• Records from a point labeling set
------------------------------------------------------------------------

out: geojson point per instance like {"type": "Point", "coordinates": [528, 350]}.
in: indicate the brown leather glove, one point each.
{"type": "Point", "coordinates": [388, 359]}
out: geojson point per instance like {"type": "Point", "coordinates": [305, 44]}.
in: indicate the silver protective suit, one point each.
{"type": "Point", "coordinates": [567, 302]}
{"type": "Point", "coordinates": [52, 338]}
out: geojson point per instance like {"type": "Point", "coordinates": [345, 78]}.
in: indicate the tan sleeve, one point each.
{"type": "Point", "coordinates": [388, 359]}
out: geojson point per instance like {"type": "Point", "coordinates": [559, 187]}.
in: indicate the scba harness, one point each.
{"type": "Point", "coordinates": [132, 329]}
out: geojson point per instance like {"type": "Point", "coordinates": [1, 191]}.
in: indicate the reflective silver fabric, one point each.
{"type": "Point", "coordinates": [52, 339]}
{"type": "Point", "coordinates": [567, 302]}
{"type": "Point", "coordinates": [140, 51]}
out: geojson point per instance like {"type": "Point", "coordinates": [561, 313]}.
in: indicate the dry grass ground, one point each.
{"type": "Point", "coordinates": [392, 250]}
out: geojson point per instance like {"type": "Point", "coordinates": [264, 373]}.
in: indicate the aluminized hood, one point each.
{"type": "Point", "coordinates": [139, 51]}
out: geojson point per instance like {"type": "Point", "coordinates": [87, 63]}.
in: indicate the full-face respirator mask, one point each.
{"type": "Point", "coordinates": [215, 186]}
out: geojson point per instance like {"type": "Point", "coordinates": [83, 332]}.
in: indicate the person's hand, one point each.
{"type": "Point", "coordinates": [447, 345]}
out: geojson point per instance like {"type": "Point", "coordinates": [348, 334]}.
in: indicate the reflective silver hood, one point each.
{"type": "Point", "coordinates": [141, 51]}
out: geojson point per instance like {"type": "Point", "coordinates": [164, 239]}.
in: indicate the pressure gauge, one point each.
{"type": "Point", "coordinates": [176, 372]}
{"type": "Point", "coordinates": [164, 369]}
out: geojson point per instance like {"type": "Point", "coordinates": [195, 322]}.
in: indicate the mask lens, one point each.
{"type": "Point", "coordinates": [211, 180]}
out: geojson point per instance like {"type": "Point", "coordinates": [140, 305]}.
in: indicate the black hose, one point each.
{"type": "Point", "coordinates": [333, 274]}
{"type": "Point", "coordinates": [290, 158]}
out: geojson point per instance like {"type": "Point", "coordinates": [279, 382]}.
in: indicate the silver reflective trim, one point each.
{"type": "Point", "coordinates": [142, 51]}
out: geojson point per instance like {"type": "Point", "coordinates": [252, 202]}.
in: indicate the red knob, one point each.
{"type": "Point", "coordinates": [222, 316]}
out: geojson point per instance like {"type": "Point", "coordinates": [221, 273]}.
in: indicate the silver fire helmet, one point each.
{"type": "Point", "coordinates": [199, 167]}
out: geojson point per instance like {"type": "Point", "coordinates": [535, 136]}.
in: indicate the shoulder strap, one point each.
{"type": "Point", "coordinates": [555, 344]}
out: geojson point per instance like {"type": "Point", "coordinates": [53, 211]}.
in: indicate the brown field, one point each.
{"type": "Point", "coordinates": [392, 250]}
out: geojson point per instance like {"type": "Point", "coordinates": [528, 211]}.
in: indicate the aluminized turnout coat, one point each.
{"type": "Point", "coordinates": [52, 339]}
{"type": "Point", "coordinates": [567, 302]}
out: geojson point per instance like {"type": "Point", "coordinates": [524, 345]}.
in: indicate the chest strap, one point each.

------------------------------------------------------------------------

• AIM OF THE EXERCISE
Each record above should be returned exactly as it appears.

• ANSWER TO THIS TASK
out: geojson point per instance like {"type": "Point", "coordinates": [528, 350]}.
in: indicate the brown leather glove, one point each.
{"type": "Point", "coordinates": [388, 359]}
out: geojson point per instance like {"type": "Point", "coordinates": [305, 44]}.
in: indicate the silver protective suit, one point each.
{"type": "Point", "coordinates": [567, 302]}
{"type": "Point", "coordinates": [52, 338]}
out: geojson point per instance like {"type": "Point", "coordinates": [345, 78]}.
in: indicate the tan sleeve, one point each.
{"type": "Point", "coordinates": [388, 359]}
out: geojson point per instance like {"type": "Point", "coordinates": [559, 187]}.
in: indicate the scba harness, one point each.
{"type": "Point", "coordinates": [132, 329]}
out: geojson point per instance like {"type": "Point", "coordinates": [1, 191]}.
in: indicate the reflective silver fabric, one point each.
{"type": "Point", "coordinates": [52, 339]}
{"type": "Point", "coordinates": [567, 302]}
{"type": "Point", "coordinates": [140, 51]}
out: geojson point per instance like {"type": "Point", "coordinates": [561, 313]}.
in: indicate the dry grass ground, one point each.
{"type": "Point", "coordinates": [392, 250]}
out: geojson point per instance like {"type": "Point", "coordinates": [264, 373]}.
in: indicate the aluminized hood, one point each.
{"type": "Point", "coordinates": [139, 51]}
out: geojson point per instance like {"type": "Point", "coordinates": [87, 63]}.
in: indicate the full-face respirator mask, one point each.
{"type": "Point", "coordinates": [215, 186]}
out: geojson point per instance like {"type": "Point", "coordinates": [83, 332]}.
in: indicate the person's hand, one point each.
{"type": "Point", "coordinates": [447, 345]}
out: geojson point per instance like {"type": "Point", "coordinates": [348, 334]}.
in: indicate the reflective silver hood, one point each.
{"type": "Point", "coordinates": [141, 51]}
out: geojson point per instance like {"type": "Point", "coordinates": [164, 239]}.
in: indicate the pressure gauge, one point each.
{"type": "Point", "coordinates": [176, 372]}
{"type": "Point", "coordinates": [164, 369]}
out: geojson point per instance like {"type": "Point", "coordinates": [195, 322]}.
in: indicate the mask lens, one point each.
{"type": "Point", "coordinates": [211, 180]}
out: geojson point per instance like {"type": "Point", "coordinates": [140, 305]}.
in: indicate the black hose, one point each.
{"type": "Point", "coordinates": [333, 274]}
{"type": "Point", "coordinates": [290, 158]}
out: geojson point per instance like {"type": "Point", "coordinates": [279, 382]}.
in: indicate the silver reflective trim, one point each.
{"type": "Point", "coordinates": [142, 51]}
out: geojson point per instance like {"type": "Point", "coordinates": [252, 202]}.
in: indicate the red knob, one point each.
{"type": "Point", "coordinates": [222, 316]}
out: geojson point per instance like {"type": "Point", "coordinates": [221, 273]}.
in: indicate the silver fire helmet, one point each.
{"type": "Point", "coordinates": [199, 167]}
out: geojson point per instance like {"type": "Point", "coordinates": [535, 136]}.
in: indicate the shoulder strap, one point each.
{"type": "Point", "coordinates": [555, 344]}
out: geojson point per instance like {"type": "Point", "coordinates": [53, 211]}.
in: indicate the brown field, one point each.
{"type": "Point", "coordinates": [392, 250]}
out: geojson point per instance like {"type": "Point", "coordinates": [528, 211]}.
in: indicate the aluminized turnout coat, one point each.
{"type": "Point", "coordinates": [52, 339]}
{"type": "Point", "coordinates": [567, 302]}
out: geojson point per instance like {"type": "Point", "coordinates": [524, 345]}.
in: indicate the chest strap, one point each.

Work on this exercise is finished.